Excerpts from annotation records

+ + +

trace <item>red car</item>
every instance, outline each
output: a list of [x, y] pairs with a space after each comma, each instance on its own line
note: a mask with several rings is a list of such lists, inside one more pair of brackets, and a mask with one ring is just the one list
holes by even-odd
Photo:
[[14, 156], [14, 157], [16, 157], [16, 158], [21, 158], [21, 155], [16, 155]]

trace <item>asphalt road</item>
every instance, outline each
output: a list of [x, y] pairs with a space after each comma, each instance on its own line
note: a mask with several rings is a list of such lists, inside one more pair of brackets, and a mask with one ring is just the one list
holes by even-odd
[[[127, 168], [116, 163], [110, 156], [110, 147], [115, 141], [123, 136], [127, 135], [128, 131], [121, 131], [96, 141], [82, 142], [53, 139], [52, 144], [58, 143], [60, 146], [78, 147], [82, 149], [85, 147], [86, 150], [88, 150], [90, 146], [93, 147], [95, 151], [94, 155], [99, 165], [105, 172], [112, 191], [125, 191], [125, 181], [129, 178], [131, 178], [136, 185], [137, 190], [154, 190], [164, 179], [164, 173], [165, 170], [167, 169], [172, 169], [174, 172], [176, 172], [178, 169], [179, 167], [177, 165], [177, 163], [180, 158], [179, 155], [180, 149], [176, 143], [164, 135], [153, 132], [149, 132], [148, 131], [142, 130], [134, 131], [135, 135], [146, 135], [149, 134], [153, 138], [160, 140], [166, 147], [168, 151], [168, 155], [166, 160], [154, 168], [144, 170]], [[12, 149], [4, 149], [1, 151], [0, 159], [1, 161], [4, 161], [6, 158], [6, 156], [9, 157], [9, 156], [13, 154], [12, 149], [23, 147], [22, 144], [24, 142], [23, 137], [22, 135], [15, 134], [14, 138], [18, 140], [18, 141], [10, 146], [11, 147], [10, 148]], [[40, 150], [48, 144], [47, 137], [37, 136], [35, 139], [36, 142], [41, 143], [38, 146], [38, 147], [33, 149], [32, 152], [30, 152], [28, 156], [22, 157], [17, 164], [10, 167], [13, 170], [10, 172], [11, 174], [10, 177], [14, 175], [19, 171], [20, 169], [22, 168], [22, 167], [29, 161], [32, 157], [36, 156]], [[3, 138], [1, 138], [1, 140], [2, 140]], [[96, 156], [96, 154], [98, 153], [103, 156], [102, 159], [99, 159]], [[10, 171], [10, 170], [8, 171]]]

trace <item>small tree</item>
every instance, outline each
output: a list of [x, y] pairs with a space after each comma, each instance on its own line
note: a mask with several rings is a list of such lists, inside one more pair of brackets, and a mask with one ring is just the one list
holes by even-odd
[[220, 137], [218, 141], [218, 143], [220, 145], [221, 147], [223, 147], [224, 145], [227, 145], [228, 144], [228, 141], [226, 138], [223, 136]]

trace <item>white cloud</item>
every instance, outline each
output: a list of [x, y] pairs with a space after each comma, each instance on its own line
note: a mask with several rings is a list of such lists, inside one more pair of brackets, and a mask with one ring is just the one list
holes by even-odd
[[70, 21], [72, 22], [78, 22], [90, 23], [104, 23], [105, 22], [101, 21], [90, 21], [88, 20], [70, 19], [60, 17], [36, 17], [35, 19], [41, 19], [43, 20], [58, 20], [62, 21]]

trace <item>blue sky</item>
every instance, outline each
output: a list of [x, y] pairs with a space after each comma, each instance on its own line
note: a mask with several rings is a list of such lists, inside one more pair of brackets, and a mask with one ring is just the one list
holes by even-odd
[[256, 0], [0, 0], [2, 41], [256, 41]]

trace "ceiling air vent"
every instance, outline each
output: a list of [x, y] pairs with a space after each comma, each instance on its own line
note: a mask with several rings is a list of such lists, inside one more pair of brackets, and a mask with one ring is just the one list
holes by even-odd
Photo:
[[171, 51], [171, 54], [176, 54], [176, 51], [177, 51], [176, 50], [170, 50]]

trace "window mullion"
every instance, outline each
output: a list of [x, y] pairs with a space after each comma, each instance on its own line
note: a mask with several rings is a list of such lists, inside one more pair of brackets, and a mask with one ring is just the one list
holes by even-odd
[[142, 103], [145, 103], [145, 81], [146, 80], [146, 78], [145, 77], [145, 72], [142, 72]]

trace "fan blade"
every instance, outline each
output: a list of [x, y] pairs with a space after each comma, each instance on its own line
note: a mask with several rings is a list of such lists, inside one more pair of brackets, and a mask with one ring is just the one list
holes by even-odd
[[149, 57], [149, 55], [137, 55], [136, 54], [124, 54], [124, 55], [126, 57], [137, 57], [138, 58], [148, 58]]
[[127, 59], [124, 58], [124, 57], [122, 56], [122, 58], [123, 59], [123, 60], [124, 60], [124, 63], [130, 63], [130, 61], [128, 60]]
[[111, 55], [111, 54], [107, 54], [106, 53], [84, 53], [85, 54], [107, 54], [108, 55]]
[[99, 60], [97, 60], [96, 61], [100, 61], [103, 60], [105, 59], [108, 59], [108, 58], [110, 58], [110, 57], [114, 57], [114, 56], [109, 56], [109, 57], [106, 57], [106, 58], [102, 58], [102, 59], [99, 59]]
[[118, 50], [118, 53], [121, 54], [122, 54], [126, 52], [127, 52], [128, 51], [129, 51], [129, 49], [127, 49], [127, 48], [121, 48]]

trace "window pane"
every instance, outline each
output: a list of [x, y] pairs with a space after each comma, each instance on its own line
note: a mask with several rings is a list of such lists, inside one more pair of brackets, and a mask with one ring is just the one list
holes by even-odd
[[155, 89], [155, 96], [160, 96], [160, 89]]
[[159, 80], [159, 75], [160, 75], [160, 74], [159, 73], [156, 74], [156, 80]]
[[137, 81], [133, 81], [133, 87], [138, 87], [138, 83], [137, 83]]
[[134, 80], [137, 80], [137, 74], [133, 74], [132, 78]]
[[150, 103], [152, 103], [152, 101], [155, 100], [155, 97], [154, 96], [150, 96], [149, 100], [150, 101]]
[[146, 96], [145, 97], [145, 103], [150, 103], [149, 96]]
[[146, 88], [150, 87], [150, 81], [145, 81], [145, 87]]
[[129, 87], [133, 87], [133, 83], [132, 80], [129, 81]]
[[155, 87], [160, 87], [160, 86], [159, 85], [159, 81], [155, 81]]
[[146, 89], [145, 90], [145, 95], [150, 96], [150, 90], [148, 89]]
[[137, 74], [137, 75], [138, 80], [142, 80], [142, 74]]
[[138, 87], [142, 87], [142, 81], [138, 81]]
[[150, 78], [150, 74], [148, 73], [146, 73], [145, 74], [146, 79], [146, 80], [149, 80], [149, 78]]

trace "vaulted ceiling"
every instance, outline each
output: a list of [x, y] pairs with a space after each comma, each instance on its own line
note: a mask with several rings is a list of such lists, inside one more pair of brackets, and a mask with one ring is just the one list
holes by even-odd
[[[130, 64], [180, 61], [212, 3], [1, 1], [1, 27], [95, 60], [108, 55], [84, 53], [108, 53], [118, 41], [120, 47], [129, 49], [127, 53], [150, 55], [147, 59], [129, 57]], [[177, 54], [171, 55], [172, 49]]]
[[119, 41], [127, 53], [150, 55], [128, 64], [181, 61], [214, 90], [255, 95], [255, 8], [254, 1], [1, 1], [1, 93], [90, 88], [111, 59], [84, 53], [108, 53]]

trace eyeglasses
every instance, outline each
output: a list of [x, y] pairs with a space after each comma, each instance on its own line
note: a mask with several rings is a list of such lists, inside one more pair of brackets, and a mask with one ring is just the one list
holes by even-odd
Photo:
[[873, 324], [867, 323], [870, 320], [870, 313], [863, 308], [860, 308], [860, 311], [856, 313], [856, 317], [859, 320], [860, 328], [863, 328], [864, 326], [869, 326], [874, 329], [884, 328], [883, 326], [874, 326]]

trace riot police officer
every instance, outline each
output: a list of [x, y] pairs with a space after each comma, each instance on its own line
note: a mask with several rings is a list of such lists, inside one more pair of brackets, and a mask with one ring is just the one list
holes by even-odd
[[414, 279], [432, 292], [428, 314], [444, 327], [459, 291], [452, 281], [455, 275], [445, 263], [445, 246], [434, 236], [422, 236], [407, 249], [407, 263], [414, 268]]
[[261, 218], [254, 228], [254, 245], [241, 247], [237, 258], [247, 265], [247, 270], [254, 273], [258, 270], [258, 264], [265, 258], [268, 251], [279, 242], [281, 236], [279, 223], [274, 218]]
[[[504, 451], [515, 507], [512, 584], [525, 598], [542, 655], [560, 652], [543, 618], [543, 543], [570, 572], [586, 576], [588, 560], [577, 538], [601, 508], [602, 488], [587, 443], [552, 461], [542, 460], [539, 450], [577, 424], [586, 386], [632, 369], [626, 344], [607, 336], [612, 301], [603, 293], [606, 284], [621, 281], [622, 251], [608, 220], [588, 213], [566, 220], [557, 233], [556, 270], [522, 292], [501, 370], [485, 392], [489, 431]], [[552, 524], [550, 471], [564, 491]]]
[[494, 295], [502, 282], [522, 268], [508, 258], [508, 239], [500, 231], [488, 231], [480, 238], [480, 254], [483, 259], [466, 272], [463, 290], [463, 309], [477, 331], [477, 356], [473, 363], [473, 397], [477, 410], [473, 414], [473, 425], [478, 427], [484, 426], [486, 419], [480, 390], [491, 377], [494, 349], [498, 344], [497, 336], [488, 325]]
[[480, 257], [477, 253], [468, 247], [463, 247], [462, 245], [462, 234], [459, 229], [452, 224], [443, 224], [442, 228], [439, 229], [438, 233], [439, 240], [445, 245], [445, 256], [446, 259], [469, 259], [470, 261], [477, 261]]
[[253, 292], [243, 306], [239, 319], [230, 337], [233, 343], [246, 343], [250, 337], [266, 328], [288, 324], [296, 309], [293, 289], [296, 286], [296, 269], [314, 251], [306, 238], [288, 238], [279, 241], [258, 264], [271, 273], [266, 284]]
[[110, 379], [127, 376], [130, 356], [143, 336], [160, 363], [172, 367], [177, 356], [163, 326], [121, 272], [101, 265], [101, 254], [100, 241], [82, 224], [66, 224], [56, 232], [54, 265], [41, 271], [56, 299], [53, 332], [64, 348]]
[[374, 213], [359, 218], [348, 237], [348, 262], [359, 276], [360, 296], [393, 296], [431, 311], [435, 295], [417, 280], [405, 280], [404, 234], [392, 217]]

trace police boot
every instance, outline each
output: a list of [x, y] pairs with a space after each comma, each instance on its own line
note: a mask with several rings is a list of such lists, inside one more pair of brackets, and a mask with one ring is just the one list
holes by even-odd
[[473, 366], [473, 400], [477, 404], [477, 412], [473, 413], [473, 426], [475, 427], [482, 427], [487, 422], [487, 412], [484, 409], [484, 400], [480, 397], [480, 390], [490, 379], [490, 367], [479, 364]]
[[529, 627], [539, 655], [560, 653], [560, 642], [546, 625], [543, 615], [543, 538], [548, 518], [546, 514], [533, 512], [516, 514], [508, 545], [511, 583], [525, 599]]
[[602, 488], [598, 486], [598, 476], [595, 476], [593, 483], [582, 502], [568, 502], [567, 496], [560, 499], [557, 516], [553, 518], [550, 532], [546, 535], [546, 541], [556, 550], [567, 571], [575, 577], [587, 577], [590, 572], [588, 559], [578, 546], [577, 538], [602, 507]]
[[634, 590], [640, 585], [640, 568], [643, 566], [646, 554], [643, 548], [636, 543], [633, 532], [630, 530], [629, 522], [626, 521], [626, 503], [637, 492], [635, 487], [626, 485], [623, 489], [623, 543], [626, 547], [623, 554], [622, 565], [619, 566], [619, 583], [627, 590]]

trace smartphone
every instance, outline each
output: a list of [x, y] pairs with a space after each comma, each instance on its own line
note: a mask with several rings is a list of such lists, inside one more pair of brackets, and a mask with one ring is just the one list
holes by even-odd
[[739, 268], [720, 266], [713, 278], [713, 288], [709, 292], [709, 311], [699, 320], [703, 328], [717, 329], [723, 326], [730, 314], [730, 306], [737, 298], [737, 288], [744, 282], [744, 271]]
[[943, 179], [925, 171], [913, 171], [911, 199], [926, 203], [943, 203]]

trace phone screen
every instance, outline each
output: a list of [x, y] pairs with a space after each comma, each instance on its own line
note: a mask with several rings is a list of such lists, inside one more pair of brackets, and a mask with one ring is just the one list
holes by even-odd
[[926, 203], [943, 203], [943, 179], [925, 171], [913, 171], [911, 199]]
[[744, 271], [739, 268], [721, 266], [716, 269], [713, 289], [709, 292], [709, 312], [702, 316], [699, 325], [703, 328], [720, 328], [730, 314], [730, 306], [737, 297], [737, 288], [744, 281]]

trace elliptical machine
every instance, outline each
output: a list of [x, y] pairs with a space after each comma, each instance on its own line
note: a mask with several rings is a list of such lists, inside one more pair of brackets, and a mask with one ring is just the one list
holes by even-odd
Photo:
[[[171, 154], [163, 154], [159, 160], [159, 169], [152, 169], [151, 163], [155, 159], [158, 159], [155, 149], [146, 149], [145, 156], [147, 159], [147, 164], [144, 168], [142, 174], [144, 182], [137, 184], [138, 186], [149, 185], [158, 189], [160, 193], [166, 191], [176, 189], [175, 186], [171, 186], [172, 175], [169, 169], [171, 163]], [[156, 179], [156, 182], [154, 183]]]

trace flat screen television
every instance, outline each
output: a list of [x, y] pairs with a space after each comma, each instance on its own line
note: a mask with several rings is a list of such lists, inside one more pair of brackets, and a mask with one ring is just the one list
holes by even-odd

+ + +

→ **What is asked**: Could you pull out, word for word, the stretch of the records from the very start through the line containing "155], [16, 155]]", with both of those ends included?

→ **Finished task**:
trace <item>red car</item>
every instance, outline each
output: a list of [x, y] pairs with a space after each comma, each instance on its own line
note: a mask with several rings is a list of such lists, inside one more pair of brackets, and a mask with one ring is just the one list
holes by even-odd
Photo:
[[14, 156], [14, 157], [16, 157], [16, 158], [21, 158], [21, 155], [16, 155]]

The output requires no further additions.